### What you will do:
The copy you give must match the records exactly, except that it holds no images.

** Opening The input block **

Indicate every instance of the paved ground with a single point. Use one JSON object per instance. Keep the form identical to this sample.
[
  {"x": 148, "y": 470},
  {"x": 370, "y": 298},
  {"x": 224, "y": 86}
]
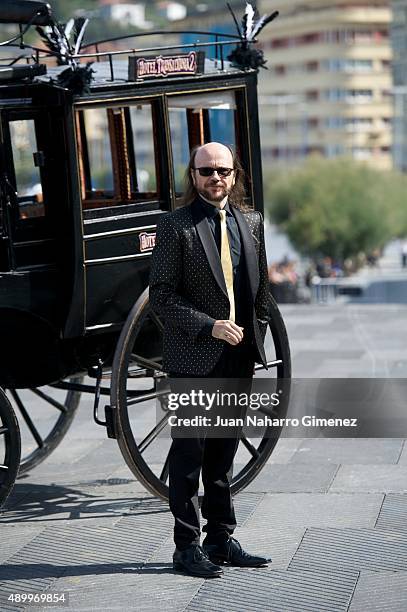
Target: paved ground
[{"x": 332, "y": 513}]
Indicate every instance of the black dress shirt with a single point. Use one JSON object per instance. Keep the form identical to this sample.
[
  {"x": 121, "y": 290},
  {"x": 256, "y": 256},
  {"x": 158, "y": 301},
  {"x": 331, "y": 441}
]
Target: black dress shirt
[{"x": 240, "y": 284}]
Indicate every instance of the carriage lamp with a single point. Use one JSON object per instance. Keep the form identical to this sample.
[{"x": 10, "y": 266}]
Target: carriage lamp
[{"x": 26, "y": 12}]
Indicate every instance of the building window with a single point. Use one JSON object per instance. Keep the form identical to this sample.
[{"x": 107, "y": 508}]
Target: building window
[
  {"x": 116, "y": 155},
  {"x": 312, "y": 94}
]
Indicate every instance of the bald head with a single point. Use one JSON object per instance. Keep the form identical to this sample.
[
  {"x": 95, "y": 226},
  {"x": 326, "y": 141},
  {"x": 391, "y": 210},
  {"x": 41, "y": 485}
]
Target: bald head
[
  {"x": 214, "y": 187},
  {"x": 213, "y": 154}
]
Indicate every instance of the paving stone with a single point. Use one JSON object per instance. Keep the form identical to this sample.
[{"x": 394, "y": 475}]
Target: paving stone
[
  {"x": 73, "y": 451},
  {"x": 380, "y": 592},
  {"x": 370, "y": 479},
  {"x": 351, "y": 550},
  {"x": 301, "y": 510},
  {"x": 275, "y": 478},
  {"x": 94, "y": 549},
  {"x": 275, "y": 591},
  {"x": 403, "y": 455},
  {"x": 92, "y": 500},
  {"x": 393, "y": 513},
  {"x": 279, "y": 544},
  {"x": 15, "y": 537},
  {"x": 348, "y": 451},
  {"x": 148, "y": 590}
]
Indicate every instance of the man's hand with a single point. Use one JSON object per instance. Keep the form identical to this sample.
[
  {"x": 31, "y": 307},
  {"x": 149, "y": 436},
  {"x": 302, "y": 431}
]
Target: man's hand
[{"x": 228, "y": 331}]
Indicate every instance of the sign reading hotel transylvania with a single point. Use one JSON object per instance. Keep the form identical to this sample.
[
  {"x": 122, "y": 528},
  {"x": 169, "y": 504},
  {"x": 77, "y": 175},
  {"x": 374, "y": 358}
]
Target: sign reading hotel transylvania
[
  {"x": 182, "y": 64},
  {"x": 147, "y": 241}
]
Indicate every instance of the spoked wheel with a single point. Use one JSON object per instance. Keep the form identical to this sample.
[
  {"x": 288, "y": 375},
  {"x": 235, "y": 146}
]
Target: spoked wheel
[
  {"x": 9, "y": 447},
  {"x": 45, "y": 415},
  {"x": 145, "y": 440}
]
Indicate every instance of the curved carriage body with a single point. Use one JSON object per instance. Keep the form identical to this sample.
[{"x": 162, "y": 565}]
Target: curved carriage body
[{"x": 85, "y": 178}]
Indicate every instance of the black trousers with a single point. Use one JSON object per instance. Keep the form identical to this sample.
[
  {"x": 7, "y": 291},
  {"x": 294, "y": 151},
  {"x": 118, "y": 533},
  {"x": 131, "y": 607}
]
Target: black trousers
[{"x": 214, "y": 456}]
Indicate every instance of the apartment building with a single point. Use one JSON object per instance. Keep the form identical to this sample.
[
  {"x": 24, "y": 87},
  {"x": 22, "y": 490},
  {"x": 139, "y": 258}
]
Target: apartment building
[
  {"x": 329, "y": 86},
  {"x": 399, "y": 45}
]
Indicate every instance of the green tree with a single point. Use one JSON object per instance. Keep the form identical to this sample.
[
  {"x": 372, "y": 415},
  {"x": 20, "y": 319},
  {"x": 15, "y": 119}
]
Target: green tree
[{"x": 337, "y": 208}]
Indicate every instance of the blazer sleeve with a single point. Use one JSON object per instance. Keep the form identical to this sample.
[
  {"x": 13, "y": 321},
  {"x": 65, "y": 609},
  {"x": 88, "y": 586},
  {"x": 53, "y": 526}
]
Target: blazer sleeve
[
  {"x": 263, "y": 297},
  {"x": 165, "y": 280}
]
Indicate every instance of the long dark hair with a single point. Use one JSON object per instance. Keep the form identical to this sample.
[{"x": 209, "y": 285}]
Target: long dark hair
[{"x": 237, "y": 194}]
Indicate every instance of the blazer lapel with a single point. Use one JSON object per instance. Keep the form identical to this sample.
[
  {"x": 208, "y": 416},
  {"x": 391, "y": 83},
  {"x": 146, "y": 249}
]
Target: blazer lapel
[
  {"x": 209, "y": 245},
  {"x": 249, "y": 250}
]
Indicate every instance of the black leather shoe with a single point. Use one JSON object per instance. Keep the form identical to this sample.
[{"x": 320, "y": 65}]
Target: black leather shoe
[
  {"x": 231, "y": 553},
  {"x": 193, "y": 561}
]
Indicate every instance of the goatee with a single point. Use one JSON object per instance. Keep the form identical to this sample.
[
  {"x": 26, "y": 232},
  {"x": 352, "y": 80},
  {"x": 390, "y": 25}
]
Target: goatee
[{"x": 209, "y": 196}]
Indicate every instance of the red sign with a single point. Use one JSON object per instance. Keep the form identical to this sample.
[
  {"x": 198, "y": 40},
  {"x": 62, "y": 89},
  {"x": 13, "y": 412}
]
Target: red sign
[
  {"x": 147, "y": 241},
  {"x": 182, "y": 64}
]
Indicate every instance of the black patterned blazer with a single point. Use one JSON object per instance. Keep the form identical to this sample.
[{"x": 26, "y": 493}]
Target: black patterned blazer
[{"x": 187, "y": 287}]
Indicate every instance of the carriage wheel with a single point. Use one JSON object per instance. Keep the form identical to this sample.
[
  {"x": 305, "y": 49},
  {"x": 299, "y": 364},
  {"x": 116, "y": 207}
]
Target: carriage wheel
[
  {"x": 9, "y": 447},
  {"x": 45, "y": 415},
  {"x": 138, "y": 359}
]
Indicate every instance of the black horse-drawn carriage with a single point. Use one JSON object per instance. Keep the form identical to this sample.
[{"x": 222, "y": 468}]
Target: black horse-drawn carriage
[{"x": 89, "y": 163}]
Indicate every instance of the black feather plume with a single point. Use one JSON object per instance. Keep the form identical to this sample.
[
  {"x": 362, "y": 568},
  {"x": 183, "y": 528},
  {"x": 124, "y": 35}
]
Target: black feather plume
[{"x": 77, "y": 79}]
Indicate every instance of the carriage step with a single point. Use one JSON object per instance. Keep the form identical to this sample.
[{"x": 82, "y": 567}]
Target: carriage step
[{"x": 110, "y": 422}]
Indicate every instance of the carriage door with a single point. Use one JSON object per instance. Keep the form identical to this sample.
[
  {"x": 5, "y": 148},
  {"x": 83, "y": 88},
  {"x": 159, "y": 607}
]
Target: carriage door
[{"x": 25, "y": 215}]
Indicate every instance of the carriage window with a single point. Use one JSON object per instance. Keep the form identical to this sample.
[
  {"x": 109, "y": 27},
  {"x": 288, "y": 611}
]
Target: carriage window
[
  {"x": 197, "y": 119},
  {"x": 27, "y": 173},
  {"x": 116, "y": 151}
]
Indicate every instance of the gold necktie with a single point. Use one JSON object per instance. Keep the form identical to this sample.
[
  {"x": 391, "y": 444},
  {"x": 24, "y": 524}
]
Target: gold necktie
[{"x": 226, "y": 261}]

** Closing The input block **

### Reply to the exercise:
Indicate every instance of the paved ground with a single point. Use one JSON object per instance. Keep the form identical to this sample.
[
  {"x": 148, "y": 470},
  {"x": 370, "y": 298},
  {"x": 224, "y": 86}
]
Target: paved ground
[{"x": 332, "y": 513}]
Indicate every instance of the black dress shirt with a single point. Use one JSON object per instance. Keep the form identical to this sample.
[
  {"x": 121, "y": 290},
  {"x": 256, "y": 256},
  {"x": 158, "y": 301},
  {"x": 331, "y": 441}
]
Target: black dress shirt
[{"x": 240, "y": 284}]
Indicate every instance of the carriage lamp with a single point. Use one JSON object per instance. Keep the form identical to this sample.
[{"x": 10, "y": 266}]
Target: carriage lamp
[{"x": 26, "y": 12}]
Indicate every instance of the building window with a single point. Use one JSON object per instance. Keep the form identical to this sample.
[{"x": 107, "y": 508}]
Target: building window
[
  {"x": 116, "y": 155},
  {"x": 312, "y": 94}
]
Indicate every instance of the bald head with a single point. Use one JSON object per instance. Keep the form identical to this sample.
[
  {"x": 95, "y": 226},
  {"x": 326, "y": 141},
  {"x": 391, "y": 210},
  {"x": 41, "y": 485}
]
Target: bald head
[
  {"x": 214, "y": 187},
  {"x": 213, "y": 154}
]
Indicate every instance of the paving stone with a single point. Use one JSON object per instance. Keep the form identical to this sample.
[{"x": 394, "y": 475}]
Target: paving stone
[
  {"x": 73, "y": 451},
  {"x": 380, "y": 592},
  {"x": 370, "y": 479},
  {"x": 351, "y": 550},
  {"x": 301, "y": 510},
  {"x": 275, "y": 478},
  {"x": 94, "y": 549},
  {"x": 275, "y": 591},
  {"x": 403, "y": 455},
  {"x": 92, "y": 500},
  {"x": 393, "y": 513},
  {"x": 279, "y": 544},
  {"x": 15, "y": 537},
  {"x": 348, "y": 451},
  {"x": 148, "y": 590}
]
Indicate every instance of the man's hand with a single point. Use one JSON object per instance. Keep the form identical to this sample.
[
  {"x": 31, "y": 307},
  {"x": 149, "y": 436},
  {"x": 302, "y": 431}
]
Target: man's hand
[{"x": 228, "y": 331}]
Indicate every instance of the sign reading hotel transylvania with a single point. Use one JSON object per instance. Keep the form identical to this sample.
[
  {"x": 122, "y": 528},
  {"x": 169, "y": 504},
  {"x": 77, "y": 175},
  {"x": 374, "y": 358}
]
Target: sign reading hotel transylvania
[
  {"x": 182, "y": 64},
  {"x": 147, "y": 241}
]
Indicate every instance of the spoked wheel with a single point. Use one JSON object per instance. Keep the form identical to this sample.
[
  {"x": 288, "y": 375},
  {"x": 235, "y": 146}
]
Target: spoked wheel
[
  {"x": 9, "y": 447},
  {"x": 45, "y": 415},
  {"x": 145, "y": 440}
]
Indicate every instance of the curved carriage body with a single point. Use one JSON object per instance. Keep the form identical to this sample.
[{"x": 162, "y": 565}]
Target: curved carriage body
[{"x": 85, "y": 178}]
Indicate every instance of the black trousers with a single point. Use one JSON object per instance. Keep the form identical to this sample.
[
  {"x": 7, "y": 291},
  {"x": 294, "y": 151},
  {"x": 118, "y": 533},
  {"x": 131, "y": 607}
]
Target: black trousers
[{"x": 214, "y": 456}]
Indicate every instance of the apartment building with a single point. Use one JSON object per instance. Keep the form identical to this sample.
[
  {"x": 24, "y": 87},
  {"x": 22, "y": 490},
  {"x": 139, "y": 258}
]
Target: apartment building
[
  {"x": 329, "y": 86},
  {"x": 399, "y": 45}
]
Indicate every instance of the green tree with a single point. Use one JSON object per instance. Keep the form identical to this sample.
[
  {"x": 372, "y": 415},
  {"x": 20, "y": 319},
  {"x": 15, "y": 119}
]
Target: green tree
[{"x": 337, "y": 208}]
Indicate every instance of the blazer sleeve with a single point. Use one JSON object per instance. Keep the form identical to this sample.
[
  {"x": 13, "y": 321},
  {"x": 65, "y": 609},
  {"x": 88, "y": 586},
  {"x": 53, "y": 526}
]
Target: blazer sleeve
[
  {"x": 263, "y": 297},
  {"x": 165, "y": 280}
]
Indicate every instance of the long dark hair with a single point. Use one JSON object per instance. Keep the form identical to this sample.
[{"x": 209, "y": 285}]
Target: long dark hair
[{"x": 237, "y": 194}]
Indicate every instance of the blazer lapel with a single point. Use one JSON object per instance. Keep the form identical to this sample.
[
  {"x": 208, "y": 416},
  {"x": 391, "y": 83},
  {"x": 146, "y": 249}
]
Target: blazer lapel
[
  {"x": 209, "y": 245},
  {"x": 249, "y": 250}
]
Indicate every instance of the black leather shoe with a single point. Use one JSON object per instance. Keep the form identical to this sample.
[{"x": 320, "y": 65}]
Target: black leather shoe
[
  {"x": 231, "y": 553},
  {"x": 193, "y": 561}
]
Indicate every instance of the goatee with a single point. Use one JSON object per instance. Keep the form identical to this sample.
[
  {"x": 26, "y": 232},
  {"x": 352, "y": 80},
  {"x": 390, "y": 25}
]
Target: goatee
[{"x": 209, "y": 196}]
Indicate every instance of the red sign with a single point. Use one JSON object per instance. Keep the form identical to this sample.
[
  {"x": 198, "y": 40},
  {"x": 62, "y": 89},
  {"x": 13, "y": 412}
]
Target: red sign
[
  {"x": 147, "y": 241},
  {"x": 182, "y": 64}
]
Indicate every instance of the black patterned blazer with a single point. Use one JSON object per instance. Keep the form identical to this sample.
[{"x": 26, "y": 493}]
Target: black patterned blazer
[{"x": 187, "y": 287}]
Indicate every instance of the carriage wheel with a single point. Use one JSON object per instance. Keep the form identical to this sample.
[
  {"x": 305, "y": 49},
  {"x": 299, "y": 364},
  {"x": 116, "y": 207}
]
Target: carriage wheel
[
  {"x": 9, "y": 447},
  {"x": 45, "y": 415},
  {"x": 138, "y": 359}
]
Indicate every instance of the black horse-drawn carriage with a single point. Use one JSON object per instance. Keep the form identical to this sample.
[{"x": 222, "y": 468}]
Target: black horse-drawn carriage
[{"x": 89, "y": 163}]
Indicate every instance of the black feather plume with a single point. Use one JSON object per instance. Keep the form identical to this sample.
[
  {"x": 362, "y": 568},
  {"x": 183, "y": 528},
  {"x": 124, "y": 35}
]
Target: black feather plume
[{"x": 77, "y": 79}]
Indicate every instance of the carriage step with a single point. Use one JSON object per instance. Keep the form identical to this sample.
[{"x": 82, "y": 567}]
Target: carriage step
[{"x": 110, "y": 422}]
Indicate every instance of the carriage door with a single point. Use one JSON object per instance. Keep the form identical to this sample.
[
  {"x": 5, "y": 148},
  {"x": 83, "y": 88},
  {"x": 159, "y": 607}
]
Target: carriage door
[{"x": 25, "y": 215}]
Indicate every instance of the carriage window with a single point. Use one JSON object per instance. Keep the form identical to this sample.
[
  {"x": 109, "y": 27},
  {"x": 288, "y": 611}
]
Target: carriage window
[
  {"x": 197, "y": 119},
  {"x": 27, "y": 173},
  {"x": 116, "y": 151}
]
Indicate every instance of the gold necktie with a single point. Use one JSON object per instance. Keep the form identical to this sample.
[
  {"x": 391, "y": 444},
  {"x": 24, "y": 524}
]
Target: gold necktie
[{"x": 226, "y": 261}]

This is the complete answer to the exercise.